Everything from the line that holds "Can you find the tree bark" through the end of the data below should be output exactly, both ends included.

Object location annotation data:
►
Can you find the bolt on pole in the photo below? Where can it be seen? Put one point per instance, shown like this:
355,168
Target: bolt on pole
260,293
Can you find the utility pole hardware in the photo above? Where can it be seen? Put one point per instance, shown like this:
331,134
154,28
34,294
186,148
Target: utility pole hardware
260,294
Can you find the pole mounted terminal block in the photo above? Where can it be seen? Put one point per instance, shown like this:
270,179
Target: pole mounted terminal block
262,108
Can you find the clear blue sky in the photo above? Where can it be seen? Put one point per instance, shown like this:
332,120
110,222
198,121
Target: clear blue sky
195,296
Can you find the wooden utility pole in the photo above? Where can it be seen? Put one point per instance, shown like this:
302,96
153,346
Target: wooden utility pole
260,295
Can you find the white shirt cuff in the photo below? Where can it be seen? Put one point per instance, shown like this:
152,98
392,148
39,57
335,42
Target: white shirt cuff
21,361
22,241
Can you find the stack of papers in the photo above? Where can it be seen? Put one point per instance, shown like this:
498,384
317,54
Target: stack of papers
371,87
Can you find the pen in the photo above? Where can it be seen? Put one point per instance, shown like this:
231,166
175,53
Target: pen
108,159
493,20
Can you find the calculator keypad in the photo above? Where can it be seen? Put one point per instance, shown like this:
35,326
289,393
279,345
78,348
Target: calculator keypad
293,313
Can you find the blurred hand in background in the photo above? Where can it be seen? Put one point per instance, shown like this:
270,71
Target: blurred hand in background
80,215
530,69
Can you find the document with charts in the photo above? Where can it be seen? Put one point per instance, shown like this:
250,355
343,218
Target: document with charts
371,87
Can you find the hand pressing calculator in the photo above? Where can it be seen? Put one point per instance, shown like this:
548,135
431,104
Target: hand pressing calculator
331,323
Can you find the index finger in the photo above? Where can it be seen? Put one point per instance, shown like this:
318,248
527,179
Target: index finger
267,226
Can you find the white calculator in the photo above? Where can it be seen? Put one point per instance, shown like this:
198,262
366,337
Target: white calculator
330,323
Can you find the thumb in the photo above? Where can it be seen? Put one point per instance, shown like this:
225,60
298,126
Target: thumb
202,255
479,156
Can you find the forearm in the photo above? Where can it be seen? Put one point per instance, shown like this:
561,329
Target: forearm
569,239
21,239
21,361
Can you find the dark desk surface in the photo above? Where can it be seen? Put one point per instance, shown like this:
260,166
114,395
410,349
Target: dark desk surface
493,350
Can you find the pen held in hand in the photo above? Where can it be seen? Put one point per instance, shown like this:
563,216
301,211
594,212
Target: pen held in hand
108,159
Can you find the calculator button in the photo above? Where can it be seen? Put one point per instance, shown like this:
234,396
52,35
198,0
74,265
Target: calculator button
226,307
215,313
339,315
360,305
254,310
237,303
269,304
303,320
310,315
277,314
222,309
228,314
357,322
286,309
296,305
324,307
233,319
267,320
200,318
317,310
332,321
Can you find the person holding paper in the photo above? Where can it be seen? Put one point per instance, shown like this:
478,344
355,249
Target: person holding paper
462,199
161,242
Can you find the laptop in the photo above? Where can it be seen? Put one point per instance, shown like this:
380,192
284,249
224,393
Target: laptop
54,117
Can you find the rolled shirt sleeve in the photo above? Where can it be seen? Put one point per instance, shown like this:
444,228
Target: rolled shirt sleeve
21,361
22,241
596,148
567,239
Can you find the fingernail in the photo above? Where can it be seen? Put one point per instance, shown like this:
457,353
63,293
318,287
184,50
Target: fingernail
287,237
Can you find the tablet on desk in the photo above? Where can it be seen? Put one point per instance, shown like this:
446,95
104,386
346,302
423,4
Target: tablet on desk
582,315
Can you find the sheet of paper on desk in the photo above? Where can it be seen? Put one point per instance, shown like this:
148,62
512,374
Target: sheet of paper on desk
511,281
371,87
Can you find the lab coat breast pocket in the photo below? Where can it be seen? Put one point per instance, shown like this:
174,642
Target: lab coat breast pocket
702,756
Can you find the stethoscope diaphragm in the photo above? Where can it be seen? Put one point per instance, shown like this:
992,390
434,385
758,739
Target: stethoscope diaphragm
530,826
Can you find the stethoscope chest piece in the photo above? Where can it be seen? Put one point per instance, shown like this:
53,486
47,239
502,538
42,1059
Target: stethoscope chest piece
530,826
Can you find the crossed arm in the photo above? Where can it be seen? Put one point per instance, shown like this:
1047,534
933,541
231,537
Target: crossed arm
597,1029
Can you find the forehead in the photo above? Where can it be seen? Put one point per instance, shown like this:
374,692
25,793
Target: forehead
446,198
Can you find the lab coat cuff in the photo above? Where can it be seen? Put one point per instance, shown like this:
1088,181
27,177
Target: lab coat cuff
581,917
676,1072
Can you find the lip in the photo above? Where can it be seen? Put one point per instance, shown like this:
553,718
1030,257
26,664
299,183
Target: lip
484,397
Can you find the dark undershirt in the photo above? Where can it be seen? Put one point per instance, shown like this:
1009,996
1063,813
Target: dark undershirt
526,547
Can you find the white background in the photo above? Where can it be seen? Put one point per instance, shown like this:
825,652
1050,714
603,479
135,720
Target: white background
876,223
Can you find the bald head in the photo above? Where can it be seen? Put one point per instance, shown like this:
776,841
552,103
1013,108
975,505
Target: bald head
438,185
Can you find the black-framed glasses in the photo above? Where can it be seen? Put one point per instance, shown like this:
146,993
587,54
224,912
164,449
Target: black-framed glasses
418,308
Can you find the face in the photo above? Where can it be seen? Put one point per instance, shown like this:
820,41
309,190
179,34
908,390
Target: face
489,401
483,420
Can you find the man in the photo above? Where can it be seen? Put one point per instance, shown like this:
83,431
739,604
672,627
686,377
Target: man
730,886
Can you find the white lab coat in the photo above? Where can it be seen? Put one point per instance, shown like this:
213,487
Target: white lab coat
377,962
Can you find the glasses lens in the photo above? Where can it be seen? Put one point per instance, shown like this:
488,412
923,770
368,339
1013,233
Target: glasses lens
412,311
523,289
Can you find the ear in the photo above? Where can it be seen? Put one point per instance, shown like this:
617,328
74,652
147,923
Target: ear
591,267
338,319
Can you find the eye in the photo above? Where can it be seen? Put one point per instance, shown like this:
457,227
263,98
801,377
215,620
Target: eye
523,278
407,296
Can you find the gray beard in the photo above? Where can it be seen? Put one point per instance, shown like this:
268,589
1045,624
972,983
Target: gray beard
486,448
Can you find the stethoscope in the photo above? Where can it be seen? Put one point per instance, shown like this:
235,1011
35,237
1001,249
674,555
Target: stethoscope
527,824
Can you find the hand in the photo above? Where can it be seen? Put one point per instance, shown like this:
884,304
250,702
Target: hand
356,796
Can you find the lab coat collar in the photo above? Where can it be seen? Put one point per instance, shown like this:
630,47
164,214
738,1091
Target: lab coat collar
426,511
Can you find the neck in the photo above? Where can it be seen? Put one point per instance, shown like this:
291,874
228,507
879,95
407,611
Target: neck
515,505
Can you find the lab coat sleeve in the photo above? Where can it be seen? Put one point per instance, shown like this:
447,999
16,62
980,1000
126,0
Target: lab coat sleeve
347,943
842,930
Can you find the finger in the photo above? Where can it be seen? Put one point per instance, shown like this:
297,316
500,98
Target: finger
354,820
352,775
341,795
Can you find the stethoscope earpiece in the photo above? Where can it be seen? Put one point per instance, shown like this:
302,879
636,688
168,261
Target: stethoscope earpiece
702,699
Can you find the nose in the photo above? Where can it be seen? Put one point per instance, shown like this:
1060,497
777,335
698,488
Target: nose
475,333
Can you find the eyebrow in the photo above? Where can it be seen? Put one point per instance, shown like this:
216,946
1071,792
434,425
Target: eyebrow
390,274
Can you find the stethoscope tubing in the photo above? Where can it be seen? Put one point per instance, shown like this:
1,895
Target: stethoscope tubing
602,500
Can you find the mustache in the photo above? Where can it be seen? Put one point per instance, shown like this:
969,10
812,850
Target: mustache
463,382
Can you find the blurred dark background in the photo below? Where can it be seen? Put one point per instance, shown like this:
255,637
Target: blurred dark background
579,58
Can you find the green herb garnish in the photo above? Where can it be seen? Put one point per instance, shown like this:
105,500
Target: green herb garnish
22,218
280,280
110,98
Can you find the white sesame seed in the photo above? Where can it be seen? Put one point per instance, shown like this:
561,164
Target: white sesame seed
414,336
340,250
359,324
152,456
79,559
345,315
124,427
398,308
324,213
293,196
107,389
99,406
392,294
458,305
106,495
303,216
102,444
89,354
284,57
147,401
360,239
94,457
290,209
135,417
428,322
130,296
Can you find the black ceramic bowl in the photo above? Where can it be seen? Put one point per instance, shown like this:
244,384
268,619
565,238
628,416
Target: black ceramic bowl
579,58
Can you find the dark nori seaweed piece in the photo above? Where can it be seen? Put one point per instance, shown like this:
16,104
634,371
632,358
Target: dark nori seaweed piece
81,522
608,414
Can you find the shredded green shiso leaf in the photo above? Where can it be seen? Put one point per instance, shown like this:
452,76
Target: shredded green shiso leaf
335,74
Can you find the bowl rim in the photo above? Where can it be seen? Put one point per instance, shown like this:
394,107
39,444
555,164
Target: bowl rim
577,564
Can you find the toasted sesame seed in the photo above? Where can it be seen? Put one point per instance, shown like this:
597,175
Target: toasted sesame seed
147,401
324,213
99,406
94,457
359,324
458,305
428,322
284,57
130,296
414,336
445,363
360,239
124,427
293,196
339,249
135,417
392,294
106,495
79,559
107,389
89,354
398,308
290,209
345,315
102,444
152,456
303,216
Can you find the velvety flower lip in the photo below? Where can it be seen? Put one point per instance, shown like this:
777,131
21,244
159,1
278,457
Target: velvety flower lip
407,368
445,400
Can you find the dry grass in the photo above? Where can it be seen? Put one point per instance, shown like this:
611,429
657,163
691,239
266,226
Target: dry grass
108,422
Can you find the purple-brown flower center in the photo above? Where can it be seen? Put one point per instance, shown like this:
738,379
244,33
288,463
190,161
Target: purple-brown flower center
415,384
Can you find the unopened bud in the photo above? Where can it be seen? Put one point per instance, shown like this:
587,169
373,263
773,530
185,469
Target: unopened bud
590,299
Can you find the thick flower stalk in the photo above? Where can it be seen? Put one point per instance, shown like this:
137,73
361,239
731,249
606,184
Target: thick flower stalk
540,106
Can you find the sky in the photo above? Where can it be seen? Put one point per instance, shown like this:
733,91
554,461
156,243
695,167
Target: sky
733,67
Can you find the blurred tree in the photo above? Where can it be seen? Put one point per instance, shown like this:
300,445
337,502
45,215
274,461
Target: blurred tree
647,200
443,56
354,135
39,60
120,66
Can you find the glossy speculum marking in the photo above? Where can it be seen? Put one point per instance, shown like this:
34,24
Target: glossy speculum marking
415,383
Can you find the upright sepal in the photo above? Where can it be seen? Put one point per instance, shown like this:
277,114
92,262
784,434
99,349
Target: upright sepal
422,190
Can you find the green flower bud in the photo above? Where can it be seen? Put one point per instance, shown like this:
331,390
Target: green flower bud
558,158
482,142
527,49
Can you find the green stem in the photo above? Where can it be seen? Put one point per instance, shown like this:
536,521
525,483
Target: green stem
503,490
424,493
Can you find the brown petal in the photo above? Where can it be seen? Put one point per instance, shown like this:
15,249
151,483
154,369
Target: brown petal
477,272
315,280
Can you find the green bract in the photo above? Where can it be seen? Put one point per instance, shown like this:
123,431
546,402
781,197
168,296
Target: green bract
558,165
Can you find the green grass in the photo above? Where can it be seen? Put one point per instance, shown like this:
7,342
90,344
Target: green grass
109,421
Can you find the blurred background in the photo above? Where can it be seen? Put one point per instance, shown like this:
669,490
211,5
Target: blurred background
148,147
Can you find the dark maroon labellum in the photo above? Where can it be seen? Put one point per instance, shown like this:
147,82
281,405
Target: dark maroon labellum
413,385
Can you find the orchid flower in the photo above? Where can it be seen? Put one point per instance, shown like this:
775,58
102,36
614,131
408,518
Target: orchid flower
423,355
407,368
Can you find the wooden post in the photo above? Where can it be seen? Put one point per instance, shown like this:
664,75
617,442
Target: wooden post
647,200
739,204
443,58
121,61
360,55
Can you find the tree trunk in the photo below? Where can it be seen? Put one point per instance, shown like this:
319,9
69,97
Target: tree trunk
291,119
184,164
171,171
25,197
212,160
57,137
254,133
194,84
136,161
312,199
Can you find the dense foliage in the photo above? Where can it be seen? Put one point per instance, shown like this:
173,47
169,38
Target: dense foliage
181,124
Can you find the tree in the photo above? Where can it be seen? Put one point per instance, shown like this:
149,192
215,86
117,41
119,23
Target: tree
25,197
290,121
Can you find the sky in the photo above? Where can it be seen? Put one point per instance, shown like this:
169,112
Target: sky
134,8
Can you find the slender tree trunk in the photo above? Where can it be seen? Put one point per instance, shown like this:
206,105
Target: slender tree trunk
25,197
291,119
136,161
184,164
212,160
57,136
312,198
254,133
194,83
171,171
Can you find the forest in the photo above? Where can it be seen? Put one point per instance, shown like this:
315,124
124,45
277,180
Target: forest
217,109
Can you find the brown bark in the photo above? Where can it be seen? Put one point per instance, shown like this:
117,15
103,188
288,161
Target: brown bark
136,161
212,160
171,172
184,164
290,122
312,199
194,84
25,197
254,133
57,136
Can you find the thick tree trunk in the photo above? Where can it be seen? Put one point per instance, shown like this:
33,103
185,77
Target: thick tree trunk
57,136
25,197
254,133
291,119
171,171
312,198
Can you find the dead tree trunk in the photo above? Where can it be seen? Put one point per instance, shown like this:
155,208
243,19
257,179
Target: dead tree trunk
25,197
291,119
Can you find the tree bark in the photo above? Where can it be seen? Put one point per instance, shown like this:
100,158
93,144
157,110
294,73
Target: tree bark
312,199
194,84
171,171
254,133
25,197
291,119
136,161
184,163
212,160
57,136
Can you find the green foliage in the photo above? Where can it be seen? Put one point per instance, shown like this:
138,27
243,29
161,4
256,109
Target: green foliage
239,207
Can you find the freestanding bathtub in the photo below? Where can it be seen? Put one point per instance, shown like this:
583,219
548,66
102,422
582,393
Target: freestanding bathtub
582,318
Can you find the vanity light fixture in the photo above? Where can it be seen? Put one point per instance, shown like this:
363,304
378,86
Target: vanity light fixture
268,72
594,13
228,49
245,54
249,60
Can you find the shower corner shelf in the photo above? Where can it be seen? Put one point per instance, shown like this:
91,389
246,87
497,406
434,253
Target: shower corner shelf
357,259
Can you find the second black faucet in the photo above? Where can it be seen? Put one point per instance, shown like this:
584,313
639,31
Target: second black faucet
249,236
◄
Solution to this problem:
Can you find the tree bark in the photo above? Where can it be seen? Put one point per instance, shown like this:
100,158
93,144
157,110
294,73
Target: tree bark
312,199
194,84
171,171
254,133
25,197
291,119
136,161
184,163
212,160
57,136
Can you find the green foliage in the photo above? Where can it be seen? Put one point per instance, shown like this:
138,27
243,29
161,4
256,109
Target: green foliage
239,207
Can you find the freestanding bathtub in the photo below? Where can it be seen? Put one point per instance, shown like this:
583,219
548,66
102,422
582,393
Target: freestanding bathtub
582,318
Can you find the vanity light fixture in the photo above? Where can it be seen? Put one point per instance, shown like this:
363,304
378,86
Target: vanity light fixture
268,72
594,13
228,49
245,54
249,60
Can you find the shower corner shelf in the photo above? Where can it be seen? Put one point per instance, shown like this:
91,389
246,87
497,406
434,253
Target: shower corner shelf
357,259
Can you find the second black faucet in the photo above? Where can it be seen? Put one point per instance, shown like this:
584,313
639,31
Target: second black faucet
249,236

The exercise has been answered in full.